TEXT EXCERPT:
-=-=-=-=-

The output unit 170 has a function of outputting visual information and sound information on the basis of the control by the motion control unit 150. To achieve this, the output unit 170 includes the displays 510 and the speaker. Note that the output unit 170 according to the present embodiment has one of features of not outputting explicit linguistic communication information as described above.

In the above, the functional configurations of the autonomous mobile object 10 according to the present embodiment have been described. Note that the configurations illustrated in FIG. 7 are merely examples, and the functional configurations of the autonomous mobile object 10 according to the present embodiment are not limited to the examples. The autonomous mobile object 10 according to the present embodiment may include, for example, a communication unit that communicates with an information processing server and another autonomous mobile object and the like.

Furthermore, the recognition unit 120, the learning unit 130, the action planning unit 140, the motion control unit 150, and the like according to the present embodiment may be implemented as functions of the information processing server (motion control device) described above. In this case, the motion control unit 150 can control the drive unit 160 and the output unit 170 of the autonomous mobile object 10 on the basis of the action plan determined on the basis of the sensor information collected by the input unit 110 of the autonomous mobile object 10. The functional configuration of the autonomous mobile object 10 according to the present embodiment can be flexibly modified in accordance with specifications and each practical application.

<<3.3. Specific Examples of Motion Control>>

Subsequently, specific examples of motion control according to the present embodiment will be described in detail. As described above, the motion control unit 150 according to the present embodiment has the one of the features of controlling, on the basis of the input of the recognition target information, execution of a responding motion that is implicit feedback related to the execution of the recognition processing. According to this feature, a user can intuitively grasp progress of the recognition processing by the autonomous mobile object 10.

Note that the function of the motion control unit 150 will be described below using an exemplary case where the autonomous mobile object 10 according to the present embodiment executes voice recognition. However, the recognition processing according to the present embodiment is not limited to this example, and the technical idea according to the present embodiment can be applied to various kinds of recognition processing and estimation processing. The motion control unit 150 according to the present embodiment can control, for example, implicit feedback related to object recognition, speaker recognition or voiceprint recognition, marker recognition, feeling estimation, and the like.

Here, a description will be first provided for motion control by a comparison technique relative to the information processing method according to the present embodiment. As described above, there may be a case where the autonomous mobile object 10 performs an action not conforming to an intention of the user even in a case where the autonomous mobile object 10 correctly recognizes an utterance of a user. In such a case, it is difficult for the user to determine whether or not the voice recognition has been executed, and there is a possibility that the user misidentifies the action as malfunction of the autonomous mobile object.

-=-=-=-=-

ENTRIES SHOWN:
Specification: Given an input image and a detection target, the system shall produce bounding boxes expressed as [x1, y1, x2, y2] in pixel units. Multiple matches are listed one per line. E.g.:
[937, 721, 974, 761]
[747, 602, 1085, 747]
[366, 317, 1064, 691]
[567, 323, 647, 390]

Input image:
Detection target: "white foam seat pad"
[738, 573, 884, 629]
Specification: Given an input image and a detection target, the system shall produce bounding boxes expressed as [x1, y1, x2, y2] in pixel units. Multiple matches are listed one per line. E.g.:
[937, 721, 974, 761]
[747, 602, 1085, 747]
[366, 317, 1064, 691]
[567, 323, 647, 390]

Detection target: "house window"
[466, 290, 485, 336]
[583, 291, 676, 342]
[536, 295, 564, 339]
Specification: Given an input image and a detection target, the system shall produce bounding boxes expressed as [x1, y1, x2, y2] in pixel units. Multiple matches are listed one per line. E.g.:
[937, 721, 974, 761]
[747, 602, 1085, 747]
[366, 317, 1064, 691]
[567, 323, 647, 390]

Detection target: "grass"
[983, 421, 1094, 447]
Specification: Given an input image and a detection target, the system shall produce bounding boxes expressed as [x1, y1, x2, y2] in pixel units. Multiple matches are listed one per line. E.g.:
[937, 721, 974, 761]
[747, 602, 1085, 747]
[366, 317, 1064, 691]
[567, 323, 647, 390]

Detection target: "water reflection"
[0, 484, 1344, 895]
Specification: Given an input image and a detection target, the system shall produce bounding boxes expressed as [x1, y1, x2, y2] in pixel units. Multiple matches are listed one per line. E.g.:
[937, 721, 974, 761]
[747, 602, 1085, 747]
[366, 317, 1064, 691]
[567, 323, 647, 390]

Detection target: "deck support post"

-=-=-=-=-

In the text about the autonomous mobile object, can you rewrite the paragraph beginning "Furthermore, the recognition unit 120" as a short bulleted list that keeps its main facts?

- The recognition unit 120, learning unit 130, action planning unit 140, motion control unit 150 and similar units may be implemented as functions of the information processing server (motion control device).
- In that case, the motion control unit 150 can control the drive unit 160 and output unit 170 of the autonomous mobile object 10. It does so based on an action plan determined from sensor information collected by the object's input unit 110.
- The functional configuration can be flexibly modified according to specifications and each practical application.